» CONSIGNES:
- A) Pour chacun des énoncés suivants, dites s'il concorde avec l'extrait du texte, en répondant par oui ou par non et en citant tels quels les mots décisifs de l'extrait : (i) l'équipe a développé trois approches ; (ii) le rôle neurotoxique de l'oligomère bêta-amyloïde a été découvert en 2005 ; (iii) le rapport oméga 6/oméga 3 doit être de 6.
- B) Recopiez à l'identique le passage de l'extrait du texte qui commence aux mots « LE RÉSULTAT positif » et s'arrête après « développé trois approches. ».

LE RÉSULTAT positif de ce classement concrétise plusieurs années de travail dans le domaine de la prévention de la MA, explique au « Quotidien » Thierry Pillot, le responsable de l'équipe NML, dont le travail consiste à trouver des concepts et à en faire la preuve in vitro et sur des modèles animaux. L'équipe a développé trois approches.
Une approche nutritionnelle en agissant sur les apports lipidiques.
Avant de chercher à prévenir, il fallait comprendre ce qui se passe. De quinze à vingt ans avant l'apparition des troubles des performances cognitives, le cerveau est déjà endommagé. Or l'équipe a été à l'origine de la découverte du rôle neurotoxique du peptide bêta-amyloïde sous sa forme soluble d'oligomère (en 1999, avec une confirmation en 2000), qui exerce des effets particulièrement délétères au niveau de l'hippocampe. Le cerveau malade n'est plus capable d'éliminer cet oligomère, normalement présent mais en quantité moindre et associé à des facteurs qui assurent sa dégradation et son élimination. Focalisés sur la compréhension du mécanisme, les chercheurs ont découvert, en travaillant sur les acides gras oméga 3 DHA, qu'en modulant l'apport on peut réduire l'effet neurotoxique des oligomères bêta-amyloïdes. La démonstration est réalisée in vitro et sur des modèles animaux de MA. Les recommandations de l'AFFSA mentionnent un apport nécessaire de 1,7 mg/j, ce qui revient à consommer du saumon (ou du poisson gras), certaines algues et crustacés trois fois par semaine. On peut donc apporter l'acide gras sous la forme de produit nutraceutique ou dans des aliments « fonctionnalisés » (transformés et inclus dans des matrices). L'équipe de recherche travaille en partenariat avec des industriels sur des projets d'aliments fonctionnels enrichis en DHA optimisé. Plus intéressant est le fait d'obtenir une normalisation du rapport oméga 6/oméga 3, qui doit être de 3 et est plus souvent de 6 en raison du déséquilibre de l'alimentation des pays industrialisés. Un excès d'oméga 6 oblige à augmenter l'apport en oméga 3 pour contrebalancer, alors qu'il suffit de réduire les oméga 6 (précurseurs des cascades pro-inflammatoires) pour avoir un effet préventif avec des doses moindres d'oméga 3.

» ENTRÉES EXTRAITES:

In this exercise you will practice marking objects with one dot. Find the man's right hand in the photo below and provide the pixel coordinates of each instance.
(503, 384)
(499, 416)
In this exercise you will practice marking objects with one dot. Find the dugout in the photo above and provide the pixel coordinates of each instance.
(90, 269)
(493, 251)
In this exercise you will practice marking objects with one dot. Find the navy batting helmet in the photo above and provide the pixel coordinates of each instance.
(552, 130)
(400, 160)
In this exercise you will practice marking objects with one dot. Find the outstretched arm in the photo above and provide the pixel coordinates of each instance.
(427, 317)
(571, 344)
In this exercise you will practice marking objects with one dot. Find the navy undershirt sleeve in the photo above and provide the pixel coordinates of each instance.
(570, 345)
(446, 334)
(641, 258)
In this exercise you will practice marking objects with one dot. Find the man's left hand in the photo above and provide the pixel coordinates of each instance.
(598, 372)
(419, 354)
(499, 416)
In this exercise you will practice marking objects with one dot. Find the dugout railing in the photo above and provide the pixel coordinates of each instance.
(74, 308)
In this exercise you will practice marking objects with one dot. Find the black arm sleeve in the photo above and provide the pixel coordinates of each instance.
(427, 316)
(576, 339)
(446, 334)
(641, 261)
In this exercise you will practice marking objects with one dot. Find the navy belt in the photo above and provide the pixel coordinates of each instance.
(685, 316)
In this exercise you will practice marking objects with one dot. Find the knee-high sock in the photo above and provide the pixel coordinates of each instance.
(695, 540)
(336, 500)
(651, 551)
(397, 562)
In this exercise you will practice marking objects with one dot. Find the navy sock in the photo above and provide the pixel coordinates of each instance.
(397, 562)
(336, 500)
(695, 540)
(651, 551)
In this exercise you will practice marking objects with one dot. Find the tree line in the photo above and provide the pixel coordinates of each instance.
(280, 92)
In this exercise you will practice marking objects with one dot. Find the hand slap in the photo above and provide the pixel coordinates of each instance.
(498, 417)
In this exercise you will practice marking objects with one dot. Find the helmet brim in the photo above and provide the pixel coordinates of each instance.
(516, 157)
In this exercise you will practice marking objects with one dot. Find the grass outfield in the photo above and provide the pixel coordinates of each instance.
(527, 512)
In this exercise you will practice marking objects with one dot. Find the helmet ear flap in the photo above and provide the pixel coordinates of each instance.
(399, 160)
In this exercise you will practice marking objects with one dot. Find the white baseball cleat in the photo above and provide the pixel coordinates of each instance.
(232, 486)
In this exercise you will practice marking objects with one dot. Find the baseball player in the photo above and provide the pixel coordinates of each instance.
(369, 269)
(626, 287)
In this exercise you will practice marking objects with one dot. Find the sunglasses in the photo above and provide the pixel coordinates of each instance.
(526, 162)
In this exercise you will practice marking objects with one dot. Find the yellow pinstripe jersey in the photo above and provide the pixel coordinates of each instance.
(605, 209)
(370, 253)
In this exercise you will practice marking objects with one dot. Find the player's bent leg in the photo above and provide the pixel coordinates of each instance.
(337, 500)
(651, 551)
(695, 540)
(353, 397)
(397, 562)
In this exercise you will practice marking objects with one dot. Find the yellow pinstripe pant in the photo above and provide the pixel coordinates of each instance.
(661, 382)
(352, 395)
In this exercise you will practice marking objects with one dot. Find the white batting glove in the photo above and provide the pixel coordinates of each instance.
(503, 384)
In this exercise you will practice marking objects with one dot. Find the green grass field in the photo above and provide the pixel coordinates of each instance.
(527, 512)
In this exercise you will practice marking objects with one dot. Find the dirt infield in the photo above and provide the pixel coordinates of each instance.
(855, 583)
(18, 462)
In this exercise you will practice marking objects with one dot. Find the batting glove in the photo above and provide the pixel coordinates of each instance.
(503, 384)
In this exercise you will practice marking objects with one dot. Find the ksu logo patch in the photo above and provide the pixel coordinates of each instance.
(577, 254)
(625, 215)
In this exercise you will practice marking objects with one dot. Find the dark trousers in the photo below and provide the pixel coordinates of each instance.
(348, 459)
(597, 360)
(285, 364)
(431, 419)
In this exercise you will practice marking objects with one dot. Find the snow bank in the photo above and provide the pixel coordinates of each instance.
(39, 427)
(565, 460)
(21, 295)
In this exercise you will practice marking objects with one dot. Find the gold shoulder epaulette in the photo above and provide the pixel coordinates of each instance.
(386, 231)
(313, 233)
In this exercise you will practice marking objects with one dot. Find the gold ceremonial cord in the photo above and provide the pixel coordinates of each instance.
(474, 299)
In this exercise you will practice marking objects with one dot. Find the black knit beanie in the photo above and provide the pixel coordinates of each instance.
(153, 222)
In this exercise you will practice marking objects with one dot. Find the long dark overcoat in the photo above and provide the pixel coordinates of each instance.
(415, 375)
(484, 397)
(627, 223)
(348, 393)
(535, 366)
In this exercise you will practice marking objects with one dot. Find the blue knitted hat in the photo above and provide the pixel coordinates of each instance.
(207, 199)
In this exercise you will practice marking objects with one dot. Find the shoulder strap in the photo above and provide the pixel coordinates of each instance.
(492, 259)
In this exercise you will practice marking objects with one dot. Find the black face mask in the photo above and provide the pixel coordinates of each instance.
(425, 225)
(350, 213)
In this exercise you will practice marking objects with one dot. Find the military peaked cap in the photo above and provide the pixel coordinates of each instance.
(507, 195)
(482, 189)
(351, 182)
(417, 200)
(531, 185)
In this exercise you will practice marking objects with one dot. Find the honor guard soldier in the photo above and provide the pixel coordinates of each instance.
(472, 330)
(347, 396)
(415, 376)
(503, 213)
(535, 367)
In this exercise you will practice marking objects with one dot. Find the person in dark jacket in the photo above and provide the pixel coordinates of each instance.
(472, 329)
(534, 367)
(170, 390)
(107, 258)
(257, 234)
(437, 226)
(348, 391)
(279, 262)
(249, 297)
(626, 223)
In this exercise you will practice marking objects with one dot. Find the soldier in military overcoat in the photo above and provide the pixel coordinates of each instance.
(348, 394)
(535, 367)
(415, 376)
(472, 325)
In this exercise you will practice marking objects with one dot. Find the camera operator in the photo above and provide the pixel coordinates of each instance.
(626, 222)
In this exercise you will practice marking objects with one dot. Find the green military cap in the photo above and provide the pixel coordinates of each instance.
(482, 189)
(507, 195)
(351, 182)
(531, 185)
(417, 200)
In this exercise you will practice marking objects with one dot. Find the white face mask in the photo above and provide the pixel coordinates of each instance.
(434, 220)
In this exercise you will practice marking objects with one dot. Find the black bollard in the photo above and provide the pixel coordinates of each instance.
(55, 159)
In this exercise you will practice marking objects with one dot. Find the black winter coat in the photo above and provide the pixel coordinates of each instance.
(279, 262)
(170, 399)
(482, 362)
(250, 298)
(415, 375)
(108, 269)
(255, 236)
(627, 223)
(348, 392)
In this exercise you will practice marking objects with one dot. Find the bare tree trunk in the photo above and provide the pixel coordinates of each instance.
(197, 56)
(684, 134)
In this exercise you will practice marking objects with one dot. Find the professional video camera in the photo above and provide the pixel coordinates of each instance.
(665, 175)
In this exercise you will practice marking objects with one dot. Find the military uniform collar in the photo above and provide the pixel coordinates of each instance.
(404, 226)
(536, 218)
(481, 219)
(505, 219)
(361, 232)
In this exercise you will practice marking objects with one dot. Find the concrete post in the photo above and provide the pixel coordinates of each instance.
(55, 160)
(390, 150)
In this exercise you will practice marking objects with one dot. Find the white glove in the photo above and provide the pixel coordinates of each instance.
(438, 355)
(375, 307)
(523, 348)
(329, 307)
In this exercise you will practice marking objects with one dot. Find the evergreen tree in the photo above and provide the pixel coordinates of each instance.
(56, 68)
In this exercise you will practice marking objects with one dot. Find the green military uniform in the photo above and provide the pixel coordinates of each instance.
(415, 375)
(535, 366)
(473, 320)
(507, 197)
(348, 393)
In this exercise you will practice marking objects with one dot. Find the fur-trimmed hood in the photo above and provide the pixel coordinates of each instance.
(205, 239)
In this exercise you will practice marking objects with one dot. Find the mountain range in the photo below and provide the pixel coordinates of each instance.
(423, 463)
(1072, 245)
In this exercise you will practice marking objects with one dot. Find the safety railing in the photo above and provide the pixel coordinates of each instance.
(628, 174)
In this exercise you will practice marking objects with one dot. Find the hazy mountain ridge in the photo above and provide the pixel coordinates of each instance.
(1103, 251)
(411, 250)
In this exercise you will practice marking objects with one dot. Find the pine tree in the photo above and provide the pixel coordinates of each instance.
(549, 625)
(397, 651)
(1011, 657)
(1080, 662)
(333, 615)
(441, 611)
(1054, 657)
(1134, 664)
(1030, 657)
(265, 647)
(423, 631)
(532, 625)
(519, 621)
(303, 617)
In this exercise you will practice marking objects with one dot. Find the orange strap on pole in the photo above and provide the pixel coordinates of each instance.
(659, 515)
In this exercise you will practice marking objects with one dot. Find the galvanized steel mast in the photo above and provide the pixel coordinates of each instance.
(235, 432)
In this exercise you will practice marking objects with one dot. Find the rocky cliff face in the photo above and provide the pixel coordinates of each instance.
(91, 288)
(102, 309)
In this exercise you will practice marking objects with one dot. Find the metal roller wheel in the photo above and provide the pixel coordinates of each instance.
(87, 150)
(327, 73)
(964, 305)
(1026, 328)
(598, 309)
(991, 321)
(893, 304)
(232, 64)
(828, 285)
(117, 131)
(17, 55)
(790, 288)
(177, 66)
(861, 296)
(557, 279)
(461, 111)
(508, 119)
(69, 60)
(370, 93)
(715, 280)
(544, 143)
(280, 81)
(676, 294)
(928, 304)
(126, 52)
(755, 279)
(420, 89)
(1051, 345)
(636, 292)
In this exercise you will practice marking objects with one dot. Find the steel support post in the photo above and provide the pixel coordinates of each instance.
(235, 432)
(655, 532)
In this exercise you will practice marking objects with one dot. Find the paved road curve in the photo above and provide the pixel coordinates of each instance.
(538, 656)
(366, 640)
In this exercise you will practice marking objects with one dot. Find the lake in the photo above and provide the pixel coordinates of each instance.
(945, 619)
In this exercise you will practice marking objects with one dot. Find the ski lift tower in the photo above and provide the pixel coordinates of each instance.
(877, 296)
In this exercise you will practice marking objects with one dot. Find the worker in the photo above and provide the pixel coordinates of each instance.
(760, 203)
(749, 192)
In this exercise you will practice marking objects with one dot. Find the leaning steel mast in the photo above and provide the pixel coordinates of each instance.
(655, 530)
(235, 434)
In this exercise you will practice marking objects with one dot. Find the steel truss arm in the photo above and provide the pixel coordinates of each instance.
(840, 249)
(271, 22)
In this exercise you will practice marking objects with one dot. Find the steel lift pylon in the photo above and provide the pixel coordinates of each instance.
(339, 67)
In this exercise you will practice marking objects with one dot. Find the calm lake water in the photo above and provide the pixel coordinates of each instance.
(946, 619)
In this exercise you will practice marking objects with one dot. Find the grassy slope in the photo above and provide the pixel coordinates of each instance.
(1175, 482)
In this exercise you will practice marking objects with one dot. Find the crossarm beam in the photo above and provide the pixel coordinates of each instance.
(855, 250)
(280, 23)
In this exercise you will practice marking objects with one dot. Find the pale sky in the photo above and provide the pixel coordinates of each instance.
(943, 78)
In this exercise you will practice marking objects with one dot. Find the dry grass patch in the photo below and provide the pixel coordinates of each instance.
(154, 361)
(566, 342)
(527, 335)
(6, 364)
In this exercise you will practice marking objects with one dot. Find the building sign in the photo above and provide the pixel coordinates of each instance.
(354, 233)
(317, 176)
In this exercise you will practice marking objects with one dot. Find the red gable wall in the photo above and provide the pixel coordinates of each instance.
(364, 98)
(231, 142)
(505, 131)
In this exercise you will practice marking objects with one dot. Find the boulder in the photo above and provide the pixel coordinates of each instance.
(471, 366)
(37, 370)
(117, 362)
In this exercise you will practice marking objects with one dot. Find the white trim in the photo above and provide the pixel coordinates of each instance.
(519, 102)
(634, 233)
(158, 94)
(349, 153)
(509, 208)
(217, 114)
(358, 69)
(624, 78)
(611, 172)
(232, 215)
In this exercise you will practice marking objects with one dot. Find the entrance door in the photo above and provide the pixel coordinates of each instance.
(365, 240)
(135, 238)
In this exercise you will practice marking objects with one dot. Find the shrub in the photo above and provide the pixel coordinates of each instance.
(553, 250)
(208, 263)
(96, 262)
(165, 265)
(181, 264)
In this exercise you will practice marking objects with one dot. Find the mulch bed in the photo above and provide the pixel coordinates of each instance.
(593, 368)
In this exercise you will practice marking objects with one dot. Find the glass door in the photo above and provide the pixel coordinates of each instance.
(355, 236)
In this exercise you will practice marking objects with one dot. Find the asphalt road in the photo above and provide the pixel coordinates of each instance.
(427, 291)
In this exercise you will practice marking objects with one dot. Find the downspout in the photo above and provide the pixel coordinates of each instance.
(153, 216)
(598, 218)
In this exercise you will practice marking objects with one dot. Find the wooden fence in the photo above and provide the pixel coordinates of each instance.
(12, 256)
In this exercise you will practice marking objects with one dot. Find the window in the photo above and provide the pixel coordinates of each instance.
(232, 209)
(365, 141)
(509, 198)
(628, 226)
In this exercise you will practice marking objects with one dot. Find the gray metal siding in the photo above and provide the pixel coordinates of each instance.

» RÉPONSES:
- A)
(i) Oui : « L'équipe a développé trois approches. »
(ii) Non : « (en 1999, avec une confirmation en 2000) »
(iii) Non : « qui doit être de 3 et est plus souvent de 6 »

- B)
LE RÉSULTAT positif de ce classement concrétise plusieurs années de travail dans le domaine de la prévention de la MA, explique au « Quotidien » Thierry Pillot, le responsable de l'équipe NML, dont le travail consiste à trouver des concepts et à en faire la preuve in vitro et sur des modèles animaux. L'équipe a développé trois approches.